WHAT THE TASK REQUIRES
Reproduce the entries below word for word, from the first line through the line that contains "1068 593 L 1070", with both of those lines included.
*** SOURCE MATERIAL
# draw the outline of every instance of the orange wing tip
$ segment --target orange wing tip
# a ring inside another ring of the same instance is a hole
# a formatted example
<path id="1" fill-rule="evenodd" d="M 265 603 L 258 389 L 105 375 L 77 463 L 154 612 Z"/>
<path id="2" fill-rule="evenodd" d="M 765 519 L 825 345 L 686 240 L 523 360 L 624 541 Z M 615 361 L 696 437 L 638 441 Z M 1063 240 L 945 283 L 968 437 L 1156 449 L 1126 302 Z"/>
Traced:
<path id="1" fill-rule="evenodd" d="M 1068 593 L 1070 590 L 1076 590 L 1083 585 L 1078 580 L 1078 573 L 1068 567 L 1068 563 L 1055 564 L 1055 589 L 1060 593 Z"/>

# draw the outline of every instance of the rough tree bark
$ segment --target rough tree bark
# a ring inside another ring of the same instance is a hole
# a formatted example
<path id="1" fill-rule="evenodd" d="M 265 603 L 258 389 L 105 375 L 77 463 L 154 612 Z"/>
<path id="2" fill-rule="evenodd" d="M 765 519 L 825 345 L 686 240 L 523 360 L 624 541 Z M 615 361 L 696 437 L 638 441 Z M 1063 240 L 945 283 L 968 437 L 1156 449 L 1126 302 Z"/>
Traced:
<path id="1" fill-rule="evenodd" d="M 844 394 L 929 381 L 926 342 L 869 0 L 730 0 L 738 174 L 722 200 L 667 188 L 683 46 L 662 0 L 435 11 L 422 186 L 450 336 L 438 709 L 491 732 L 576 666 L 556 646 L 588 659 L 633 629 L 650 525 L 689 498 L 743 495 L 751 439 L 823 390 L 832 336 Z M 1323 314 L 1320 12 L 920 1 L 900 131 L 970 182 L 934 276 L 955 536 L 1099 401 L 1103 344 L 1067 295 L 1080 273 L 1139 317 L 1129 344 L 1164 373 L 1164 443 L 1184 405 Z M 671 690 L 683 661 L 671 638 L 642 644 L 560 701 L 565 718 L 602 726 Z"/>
******
WRITTEN SOLUTION
# draw the outline of every instance of the orange wing tip
$ segment --target orange wing tip
# a ring inside another ring of the same instance is a hole
# a formatted example
<path id="1" fill-rule="evenodd" d="M 265 603 L 258 389 L 105 375 L 77 463 L 154 612 Z"/>
<path id="2" fill-rule="evenodd" d="M 765 519 L 825 345 L 686 240 L 523 360 L 624 541 Z M 615 361 L 696 437 L 638 441 Z M 1063 240 L 945 283 L 968 437 L 1156 449 L 1126 302 Z"/>
Traced:
<path id="1" fill-rule="evenodd" d="M 1068 593 L 1070 590 L 1076 590 L 1083 585 L 1078 580 L 1078 573 L 1068 567 L 1068 563 L 1055 564 L 1055 589 L 1060 593 Z"/>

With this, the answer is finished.